------ Material

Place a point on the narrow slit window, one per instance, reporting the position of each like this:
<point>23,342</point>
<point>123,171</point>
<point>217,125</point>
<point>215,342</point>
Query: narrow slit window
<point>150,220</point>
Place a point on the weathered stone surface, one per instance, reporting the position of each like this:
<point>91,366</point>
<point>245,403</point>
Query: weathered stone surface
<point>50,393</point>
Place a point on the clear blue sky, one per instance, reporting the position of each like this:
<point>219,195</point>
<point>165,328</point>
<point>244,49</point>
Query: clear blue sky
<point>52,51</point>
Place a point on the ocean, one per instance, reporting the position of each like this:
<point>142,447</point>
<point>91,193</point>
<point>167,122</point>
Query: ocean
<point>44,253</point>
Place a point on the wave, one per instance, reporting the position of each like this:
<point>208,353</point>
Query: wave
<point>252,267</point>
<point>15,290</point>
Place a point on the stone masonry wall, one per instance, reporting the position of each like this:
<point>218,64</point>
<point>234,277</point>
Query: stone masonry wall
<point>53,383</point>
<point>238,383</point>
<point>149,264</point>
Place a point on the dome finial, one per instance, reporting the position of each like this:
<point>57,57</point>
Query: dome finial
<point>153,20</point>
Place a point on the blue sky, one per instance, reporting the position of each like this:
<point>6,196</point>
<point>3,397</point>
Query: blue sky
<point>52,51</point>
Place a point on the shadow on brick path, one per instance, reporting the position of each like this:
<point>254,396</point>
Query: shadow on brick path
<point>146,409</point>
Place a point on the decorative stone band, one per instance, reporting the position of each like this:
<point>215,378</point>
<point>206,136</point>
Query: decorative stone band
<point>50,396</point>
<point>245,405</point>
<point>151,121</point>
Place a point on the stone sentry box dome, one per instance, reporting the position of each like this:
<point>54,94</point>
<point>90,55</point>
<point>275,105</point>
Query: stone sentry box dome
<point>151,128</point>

------------

Please repeat all of the lines above with every "one per instance" replaced by "one for each instance", leaving everything else untouched.

Place a point on the narrow slit window, one for each instance, reporting the position of each like this:
<point>23,342</point>
<point>123,171</point>
<point>217,125</point>
<point>215,342</point>
Query: narrow slit window
<point>150,220</point>
Place a point on the weathered stone surface, one for each instance, reporting the position of each like this:
<point>91,366</point>
<point>245,403</point>
Query: weathered stone surface
<point>50,393</point>
Place a point on the clear blue sky, one for each instance, reporting the position of each like this:
<point>219,195</point>
<point>165,328</point>
<point>244,49</point>
Query: clear blue sky
<point>52,51</point>
Place a point on the ocean, one for each instance, reporting the position of each like this:
<point>142,447</point>
<point>91,193</point>
<point>167,122</point>
Query: ocean
<point>44,253</point>
Place a point on the wave, one for each instance, reporting the position of each like this:
<point>208,353</point>
Query: wave
<point>252,267</point>
<point>15,290</point>
Place a point on the stone masonry wall, one for each instance, reporting the position of each like this:
<point>218,64</point>
<point>234,277</point>
Query: stone masonry wall
<point>53,383</point>
<point>238,383</point>
<point>149,264</point>
Place a point on the dome finial, one for each instance, reporting the position of each like this:
<point>57,57</point>
Query: dome finial
<point>153,20</point>
Place a point on the blue sky, one for each instance, reporting the position of each like this:
<point>6,196</point>
<point>3,397</point>
Query: blue sky
<point>52,51</point>
Place a point on the shadow on brick path, one for each instance, reporting the position of each like this:
<point>254,396</point>
Query: shadow on brick path
<point>146,409</point>
Place a point on the decorative stone band, one for each instance, reporting the position of each like this:
<point>215,378</point>
<point>206,136</point>
Query: decorative stone band
<point>50,396</point>
<point>245,405</point>
<point>151,121</point>
Place a point on the stone sentry box dome, one for each instance, reporting the position of each like this:
<point>54,94</point>
<point>90,55</point>
<point>275,105</point>
Query: stone sentry box dome
<point>151,128</point>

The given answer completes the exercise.